Article:
* * *

Euler's Gamma function $Gamma(z)$ is defined for complex $z$ such that
$Re(z)>0$ by the integral
$$Gamma(z):=Integrate(z, 0, Infinity) Exp(-t)*t^(z-1)$$.
The Gamma function satisfies several identities that can be proved by
rearranging this integral; for example, $Gamma(z+1)=z*Gamma(z)$. This identity
defines $Gamma(z)$ for all complex $z$. The Gamma function is regular
everywhere except nonpositive integers (0, -1, -2, ...) where it diverges.

For real integers $n>0$, the Gamma function is the same as the factorial, 
$$ Gamma(n+1) := n! $$,
so the factorial notation can be used for the Gamma function too. Some formulae
become a little simpler when written in factorials.

The Gamma function is implemented as {Gamma(x)}. At integer values {n} of the
argument, {Gamma(n)} is computed exactly. For half-integer values it is
also computed exactly, using the following identities (here $n$ is a
nonnegative integer):
$$ (+(2*n+1)/2)! = Sqrt(Pi)*(2*n+1)! / (2^(2*n+1)*n!) $$,
$$ (-(2*n+1)/2)! = (-1)^n*Sqrt(Pi) * (2^(2*n)*n!) / (2*n)! $$.
For efficiency, "staggered factorials" are used in this calculation.

For arbitrary complex arguments with nonnegative real part, the library
function {GammaNum(x)} computes a uniform appoximation of Lanczos and Spouge
(with the so-called "less precise coefficients of Spouge"). See: C. J. Lanczos,
J. SIAM of Num. Anal. Ser. B, vol. 1, 86 (1964); J. L. Spouge, J. SIAM of Num.

* * *

Data rows:
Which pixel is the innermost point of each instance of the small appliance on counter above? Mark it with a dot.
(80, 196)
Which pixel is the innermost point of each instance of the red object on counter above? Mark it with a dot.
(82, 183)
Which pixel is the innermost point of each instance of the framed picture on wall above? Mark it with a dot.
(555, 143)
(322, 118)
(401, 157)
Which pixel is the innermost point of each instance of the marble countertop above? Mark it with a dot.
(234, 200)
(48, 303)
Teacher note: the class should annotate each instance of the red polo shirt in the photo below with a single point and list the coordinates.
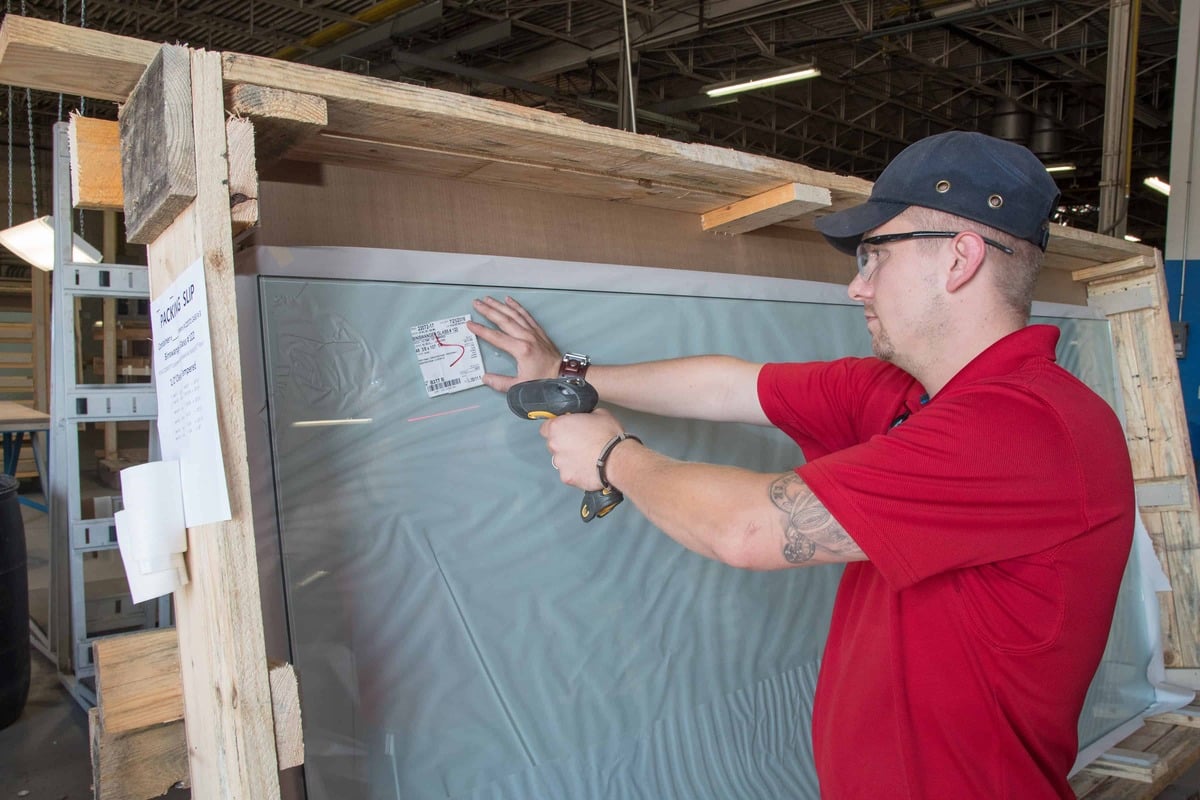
(997, 519)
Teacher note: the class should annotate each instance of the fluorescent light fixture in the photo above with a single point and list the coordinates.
(773, 79)
(34, 241)
(1158, 185)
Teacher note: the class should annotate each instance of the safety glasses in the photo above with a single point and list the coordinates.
(869, 254)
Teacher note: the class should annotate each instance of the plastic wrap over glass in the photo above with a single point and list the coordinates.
(460, 632)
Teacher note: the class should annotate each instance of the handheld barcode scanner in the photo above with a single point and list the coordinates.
(550, 397)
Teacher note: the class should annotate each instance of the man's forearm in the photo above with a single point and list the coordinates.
(700, 388)
(748, 519)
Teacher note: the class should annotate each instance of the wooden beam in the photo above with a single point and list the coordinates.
(136, 765)
(157, 146)
(1129, 764)
(227, 696)
(95, 164)
(286, 709)
(71, 60)
(243, 174)
(282, 119)
(1115, 269)
(139, 763)
(780, 204)
(1187, 716)
(139, 685)
(137, 680)
(1157, 435)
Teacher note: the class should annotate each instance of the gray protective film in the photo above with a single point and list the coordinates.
(461, 633)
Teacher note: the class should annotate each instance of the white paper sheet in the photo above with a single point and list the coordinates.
(187, 409)
(150, 529)
(449, 355)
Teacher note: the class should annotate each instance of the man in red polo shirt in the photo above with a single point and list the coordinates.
(978, 493)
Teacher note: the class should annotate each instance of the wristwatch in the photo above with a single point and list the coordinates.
(575, 365)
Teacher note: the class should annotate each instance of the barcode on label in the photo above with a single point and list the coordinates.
(441, 383)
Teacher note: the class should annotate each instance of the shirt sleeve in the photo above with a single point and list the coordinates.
(966, 481)
(828, 405)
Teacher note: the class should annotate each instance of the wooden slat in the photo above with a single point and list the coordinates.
(157, 163)
(95, 164)
(1187, 716)
(1159, 755)
(219, 615)
(1129, 764)
(37, 54)
(286, 709)
(243, 174)
(1133, 265)
(137, 680)
(16, 330)
(282, 119)
(136, 765)
(145, 762)
(779, 204)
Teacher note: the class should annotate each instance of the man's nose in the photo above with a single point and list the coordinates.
(858, 289)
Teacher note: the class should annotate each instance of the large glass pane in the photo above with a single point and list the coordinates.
(461, 632)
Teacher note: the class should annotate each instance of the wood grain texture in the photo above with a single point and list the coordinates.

* * *

Stated task 1: Copy out the Gamma function text from "For real integers" up to and including "(2^(2*n)*n!) / (2*n)! $$.".
Stated task 2: According to the Gamma function text, at which values of its argument does the Gamma function diverge?
Stated task 3: Write what follows next in the Gamma function text, continuing from the point where it stops.

Task output 1:
For real integers $n>0$, the Gamma function is the same as the factorial, 
$$ Gamma(n+1) := n! $$,
so the factorial notation can be used for the Gamma function too. Some formulae
become a little simpler when written in factorials.

The Gamma function is implemented as {Gamma(x)}. At integer values {n} of the
argument, {Gamma(n)} is computed exactly. For half-integer values it is
also computed exactly, using the following identities (here $n$ is a
nonnegative integer):
$$ (+(2*n+1)/2)! = Sqrt(Pi)*(2*n+1)! / (2^(2*n+1)*n!) $$,
$$ (-(2*n+1)/2)! = (-1)^n*Sqrt(Pi) * (2^(2*n)*n!) / (2*n)! $$.

Task output 2: At the nonpositive integers (0, -1, -2, ...).

Task output 3:
Anal., vol. 31, 931 (1994). See also: Paul Godfrey 2001 (unpublished):
<*http://winnie.fit.edu/~gabdo/gamma.txt*> for some explanations on the
method.  The method gives the $Gamma$-function only for arguments with positive
real part; at negative values of the real part of the argument, the
$Gamma$-function is computed via the identity
$$Gamma(x)*Gamma(1-x) = Pi/Sin(Pi*x)$$.

The approximation formula used in Yacas depends on a parameter $a$,
$$Gamma(z) = (Sqrt(2*Pi)*(z+a)^(z-1/2)) / (z*e^(z+a)) * (1+e^(a-1)/Sqrt(2*Pi) * Sum(k, 1, N, c[k]/(z+k)))$$,
with $N := Ceil(a)-1$. The coefficients $c[k]$ are defined by
$$ c[k] = (-1)^(k-1)*(a-k)^(k-1/2)/(e^(k-1)*(k-1)!) $$.
The parameter $a$ is a free parameter of the approximation that determines also
the number of terms in the sum. Some choices of $a$ may lead to a slightly more
precise approximation, but larger $a$ is always better. The number of terms $N$
must be large enough to produce the required precision. The estimate of the relative error for
this formula is valid for all $z$ such that $Re(z)>0$ and is
$$error < (2*Pi)^(-a)/Sqrt(2*Pi*a)*(a/(a+z))$$.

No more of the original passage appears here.